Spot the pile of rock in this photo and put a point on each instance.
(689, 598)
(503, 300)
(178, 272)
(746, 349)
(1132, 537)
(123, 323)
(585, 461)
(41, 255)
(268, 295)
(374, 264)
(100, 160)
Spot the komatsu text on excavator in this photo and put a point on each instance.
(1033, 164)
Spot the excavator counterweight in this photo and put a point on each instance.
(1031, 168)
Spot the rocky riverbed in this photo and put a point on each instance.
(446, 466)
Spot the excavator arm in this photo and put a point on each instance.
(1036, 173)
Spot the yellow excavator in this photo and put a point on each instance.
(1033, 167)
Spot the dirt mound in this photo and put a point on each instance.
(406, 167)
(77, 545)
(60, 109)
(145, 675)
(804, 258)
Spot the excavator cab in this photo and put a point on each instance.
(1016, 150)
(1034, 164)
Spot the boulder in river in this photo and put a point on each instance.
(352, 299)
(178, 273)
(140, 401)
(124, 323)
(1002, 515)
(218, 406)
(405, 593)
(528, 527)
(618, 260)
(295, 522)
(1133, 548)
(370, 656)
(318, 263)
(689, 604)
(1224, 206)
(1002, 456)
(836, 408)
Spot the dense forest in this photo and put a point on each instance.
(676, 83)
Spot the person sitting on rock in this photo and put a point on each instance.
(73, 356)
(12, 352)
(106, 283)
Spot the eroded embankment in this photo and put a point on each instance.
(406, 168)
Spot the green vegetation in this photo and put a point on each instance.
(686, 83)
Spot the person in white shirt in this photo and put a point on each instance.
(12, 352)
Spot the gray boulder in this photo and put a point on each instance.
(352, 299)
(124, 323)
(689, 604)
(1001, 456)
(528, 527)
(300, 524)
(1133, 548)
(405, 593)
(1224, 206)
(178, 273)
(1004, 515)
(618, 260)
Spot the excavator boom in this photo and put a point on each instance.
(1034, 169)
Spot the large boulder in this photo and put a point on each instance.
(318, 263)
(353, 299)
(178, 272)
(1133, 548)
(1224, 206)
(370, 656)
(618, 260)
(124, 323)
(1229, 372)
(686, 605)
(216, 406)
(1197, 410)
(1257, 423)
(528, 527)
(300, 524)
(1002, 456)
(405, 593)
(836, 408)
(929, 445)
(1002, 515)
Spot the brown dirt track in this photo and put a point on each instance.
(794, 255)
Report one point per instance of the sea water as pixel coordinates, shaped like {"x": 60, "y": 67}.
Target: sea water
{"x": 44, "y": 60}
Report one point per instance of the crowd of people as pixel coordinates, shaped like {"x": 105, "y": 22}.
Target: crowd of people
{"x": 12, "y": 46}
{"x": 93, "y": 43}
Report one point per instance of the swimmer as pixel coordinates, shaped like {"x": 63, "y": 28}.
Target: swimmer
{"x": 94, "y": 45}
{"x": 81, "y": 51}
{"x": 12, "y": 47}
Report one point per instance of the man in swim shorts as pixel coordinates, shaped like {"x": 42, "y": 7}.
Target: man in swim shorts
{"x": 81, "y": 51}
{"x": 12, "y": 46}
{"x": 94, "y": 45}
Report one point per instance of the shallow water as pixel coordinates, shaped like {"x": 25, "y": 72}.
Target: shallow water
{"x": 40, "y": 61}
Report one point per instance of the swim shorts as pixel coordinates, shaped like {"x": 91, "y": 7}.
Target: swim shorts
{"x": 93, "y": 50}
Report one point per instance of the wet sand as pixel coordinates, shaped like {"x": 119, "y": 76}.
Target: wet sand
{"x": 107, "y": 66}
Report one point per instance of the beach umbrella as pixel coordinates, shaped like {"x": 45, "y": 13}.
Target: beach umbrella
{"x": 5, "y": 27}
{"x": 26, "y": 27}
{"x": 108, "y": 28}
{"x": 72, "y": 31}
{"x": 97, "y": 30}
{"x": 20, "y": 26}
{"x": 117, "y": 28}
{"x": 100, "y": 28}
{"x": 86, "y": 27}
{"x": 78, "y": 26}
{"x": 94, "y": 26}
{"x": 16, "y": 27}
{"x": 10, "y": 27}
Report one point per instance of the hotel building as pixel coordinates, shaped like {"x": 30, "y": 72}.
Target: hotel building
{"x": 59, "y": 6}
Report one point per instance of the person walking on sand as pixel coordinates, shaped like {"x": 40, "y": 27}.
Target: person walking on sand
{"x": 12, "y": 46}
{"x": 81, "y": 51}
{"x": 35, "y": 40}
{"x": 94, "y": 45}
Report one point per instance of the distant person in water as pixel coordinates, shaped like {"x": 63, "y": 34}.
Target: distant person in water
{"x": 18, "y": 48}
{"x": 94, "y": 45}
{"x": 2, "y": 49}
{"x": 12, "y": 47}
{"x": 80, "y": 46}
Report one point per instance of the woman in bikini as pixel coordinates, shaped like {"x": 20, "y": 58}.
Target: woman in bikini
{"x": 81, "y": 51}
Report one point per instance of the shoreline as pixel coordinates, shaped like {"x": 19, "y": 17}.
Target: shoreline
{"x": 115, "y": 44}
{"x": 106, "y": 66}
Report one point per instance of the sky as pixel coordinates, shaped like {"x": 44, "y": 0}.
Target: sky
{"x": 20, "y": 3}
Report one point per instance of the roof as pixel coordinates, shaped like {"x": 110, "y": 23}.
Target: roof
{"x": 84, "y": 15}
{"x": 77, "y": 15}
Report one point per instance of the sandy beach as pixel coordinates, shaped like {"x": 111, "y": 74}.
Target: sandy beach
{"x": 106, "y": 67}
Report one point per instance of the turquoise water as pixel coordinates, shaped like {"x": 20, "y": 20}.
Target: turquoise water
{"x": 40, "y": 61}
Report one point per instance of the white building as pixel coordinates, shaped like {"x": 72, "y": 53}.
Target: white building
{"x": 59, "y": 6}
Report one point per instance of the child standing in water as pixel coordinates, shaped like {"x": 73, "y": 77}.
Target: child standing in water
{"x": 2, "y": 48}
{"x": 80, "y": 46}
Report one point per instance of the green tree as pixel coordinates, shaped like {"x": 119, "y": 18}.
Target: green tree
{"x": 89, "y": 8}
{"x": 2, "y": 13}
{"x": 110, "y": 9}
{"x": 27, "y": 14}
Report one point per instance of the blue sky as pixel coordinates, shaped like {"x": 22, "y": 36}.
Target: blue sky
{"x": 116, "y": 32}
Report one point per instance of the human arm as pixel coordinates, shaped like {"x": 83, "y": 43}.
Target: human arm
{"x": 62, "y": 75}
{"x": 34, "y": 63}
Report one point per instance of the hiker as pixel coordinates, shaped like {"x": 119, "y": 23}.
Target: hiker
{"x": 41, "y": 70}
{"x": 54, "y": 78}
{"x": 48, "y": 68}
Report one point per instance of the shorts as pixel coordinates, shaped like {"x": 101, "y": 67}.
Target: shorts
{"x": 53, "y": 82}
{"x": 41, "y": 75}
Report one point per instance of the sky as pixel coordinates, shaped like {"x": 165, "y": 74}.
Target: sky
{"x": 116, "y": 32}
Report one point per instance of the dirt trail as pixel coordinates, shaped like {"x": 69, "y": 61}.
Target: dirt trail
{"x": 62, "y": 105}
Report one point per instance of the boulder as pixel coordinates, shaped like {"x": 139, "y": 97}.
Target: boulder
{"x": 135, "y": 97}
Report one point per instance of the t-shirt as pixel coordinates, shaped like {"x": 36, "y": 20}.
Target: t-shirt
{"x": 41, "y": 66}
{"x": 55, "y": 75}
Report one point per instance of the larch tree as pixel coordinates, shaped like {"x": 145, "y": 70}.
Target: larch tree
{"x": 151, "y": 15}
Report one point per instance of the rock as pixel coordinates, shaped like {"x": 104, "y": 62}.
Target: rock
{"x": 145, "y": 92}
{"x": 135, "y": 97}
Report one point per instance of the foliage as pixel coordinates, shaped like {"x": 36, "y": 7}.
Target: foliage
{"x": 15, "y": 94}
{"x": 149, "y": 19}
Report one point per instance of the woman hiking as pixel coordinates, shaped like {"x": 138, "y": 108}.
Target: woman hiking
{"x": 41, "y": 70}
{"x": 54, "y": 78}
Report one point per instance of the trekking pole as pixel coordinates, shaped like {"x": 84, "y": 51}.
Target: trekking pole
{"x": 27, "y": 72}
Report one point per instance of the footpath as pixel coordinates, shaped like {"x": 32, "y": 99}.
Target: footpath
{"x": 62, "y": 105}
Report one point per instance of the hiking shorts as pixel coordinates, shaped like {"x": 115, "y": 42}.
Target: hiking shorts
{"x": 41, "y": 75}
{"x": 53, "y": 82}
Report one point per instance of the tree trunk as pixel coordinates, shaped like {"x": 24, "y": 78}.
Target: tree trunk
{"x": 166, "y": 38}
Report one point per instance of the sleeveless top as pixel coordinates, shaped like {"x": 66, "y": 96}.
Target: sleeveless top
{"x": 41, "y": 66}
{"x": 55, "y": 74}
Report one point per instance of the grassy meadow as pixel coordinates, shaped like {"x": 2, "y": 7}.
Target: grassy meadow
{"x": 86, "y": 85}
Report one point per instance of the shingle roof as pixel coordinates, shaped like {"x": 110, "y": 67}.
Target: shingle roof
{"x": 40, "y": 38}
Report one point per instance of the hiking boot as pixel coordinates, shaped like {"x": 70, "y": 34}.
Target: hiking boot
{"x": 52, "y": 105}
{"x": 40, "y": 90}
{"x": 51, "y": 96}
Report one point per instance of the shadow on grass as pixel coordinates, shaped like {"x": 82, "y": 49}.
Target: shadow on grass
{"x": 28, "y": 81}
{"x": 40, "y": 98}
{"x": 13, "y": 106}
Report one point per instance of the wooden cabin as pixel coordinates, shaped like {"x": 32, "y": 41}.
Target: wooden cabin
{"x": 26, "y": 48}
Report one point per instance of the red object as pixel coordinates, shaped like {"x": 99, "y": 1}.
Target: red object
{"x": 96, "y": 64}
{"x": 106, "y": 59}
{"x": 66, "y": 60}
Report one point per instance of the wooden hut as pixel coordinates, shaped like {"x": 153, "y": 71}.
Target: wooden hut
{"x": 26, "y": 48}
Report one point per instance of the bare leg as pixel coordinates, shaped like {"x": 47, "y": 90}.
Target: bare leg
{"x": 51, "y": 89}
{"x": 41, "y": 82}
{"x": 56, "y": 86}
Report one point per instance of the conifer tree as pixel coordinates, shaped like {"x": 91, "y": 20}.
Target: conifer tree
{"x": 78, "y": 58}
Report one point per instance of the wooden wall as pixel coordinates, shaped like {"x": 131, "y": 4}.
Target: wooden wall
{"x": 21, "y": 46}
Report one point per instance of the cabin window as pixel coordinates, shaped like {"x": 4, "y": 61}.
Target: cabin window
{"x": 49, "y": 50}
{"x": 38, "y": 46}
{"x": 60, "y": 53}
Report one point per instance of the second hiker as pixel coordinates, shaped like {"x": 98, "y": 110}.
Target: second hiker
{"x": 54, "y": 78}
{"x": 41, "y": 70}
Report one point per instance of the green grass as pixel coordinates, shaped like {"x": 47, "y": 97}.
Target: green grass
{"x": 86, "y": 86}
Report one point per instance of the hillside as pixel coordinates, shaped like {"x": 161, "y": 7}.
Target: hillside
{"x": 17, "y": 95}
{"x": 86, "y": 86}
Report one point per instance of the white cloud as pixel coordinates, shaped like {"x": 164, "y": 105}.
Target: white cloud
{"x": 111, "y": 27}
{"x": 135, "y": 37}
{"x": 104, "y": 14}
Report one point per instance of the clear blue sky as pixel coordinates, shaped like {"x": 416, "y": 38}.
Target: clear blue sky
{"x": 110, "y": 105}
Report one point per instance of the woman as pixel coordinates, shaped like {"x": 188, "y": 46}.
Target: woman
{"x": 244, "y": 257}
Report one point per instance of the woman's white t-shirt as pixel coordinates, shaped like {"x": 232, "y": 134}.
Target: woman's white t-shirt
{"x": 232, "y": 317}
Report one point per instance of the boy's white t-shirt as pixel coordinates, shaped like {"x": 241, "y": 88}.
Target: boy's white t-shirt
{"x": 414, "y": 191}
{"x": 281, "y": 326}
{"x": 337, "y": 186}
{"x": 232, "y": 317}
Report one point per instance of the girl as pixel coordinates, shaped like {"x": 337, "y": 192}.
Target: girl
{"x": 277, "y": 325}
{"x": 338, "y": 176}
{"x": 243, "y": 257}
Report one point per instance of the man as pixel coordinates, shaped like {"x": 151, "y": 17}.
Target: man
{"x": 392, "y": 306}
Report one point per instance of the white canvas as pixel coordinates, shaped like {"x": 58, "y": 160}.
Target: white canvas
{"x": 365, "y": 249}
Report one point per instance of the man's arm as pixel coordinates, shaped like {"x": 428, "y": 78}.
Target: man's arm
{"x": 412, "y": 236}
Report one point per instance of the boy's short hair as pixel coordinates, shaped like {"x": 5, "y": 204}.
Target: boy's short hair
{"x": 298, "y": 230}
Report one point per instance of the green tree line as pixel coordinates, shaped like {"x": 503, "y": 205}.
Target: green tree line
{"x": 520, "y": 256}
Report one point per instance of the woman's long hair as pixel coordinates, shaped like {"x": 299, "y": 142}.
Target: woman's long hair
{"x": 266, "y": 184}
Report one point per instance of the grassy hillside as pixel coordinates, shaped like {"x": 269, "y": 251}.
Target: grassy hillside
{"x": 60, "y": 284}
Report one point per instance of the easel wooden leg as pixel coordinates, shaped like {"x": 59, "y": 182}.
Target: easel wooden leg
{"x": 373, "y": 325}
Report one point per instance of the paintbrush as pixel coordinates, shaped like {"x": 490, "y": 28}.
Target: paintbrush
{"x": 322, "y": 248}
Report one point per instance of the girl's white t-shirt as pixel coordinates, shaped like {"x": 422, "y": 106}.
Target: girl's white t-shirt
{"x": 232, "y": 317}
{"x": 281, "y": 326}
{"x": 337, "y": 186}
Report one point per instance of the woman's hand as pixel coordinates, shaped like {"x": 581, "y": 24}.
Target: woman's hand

::::

TASK => Rewrite the stretch of entries from the start through the line containing "(1036, 173)" as a two-column CSV with the header instruction,points and one row per entry. Put each entry's text and its answer in their own quoted fields, turning any line breaks into spaces.

WRITTEN RESPONSE =>
instruction,points
"Spot the pile of rock in this photo and put a point on each instance.","(689, 598) (503, 300) (178, 272) (746, 349) (1132, 537) (123, 323) (585, 461) (41, 255) (268, 295) (374, 264) (100, 160)"
"Spot the komatsu text on excavator in this photo and put a point on each instance.","(1033, 164)"
"Spot the excavator counterweight in this photo and put a point on each instance.","(1031, 168)"
"Spot the rocky riverbed in this photo and put a point on each instance.","(446, 466)"
"Spot the excavator arm in this photo and put a point on each instance.","(1036, 173)"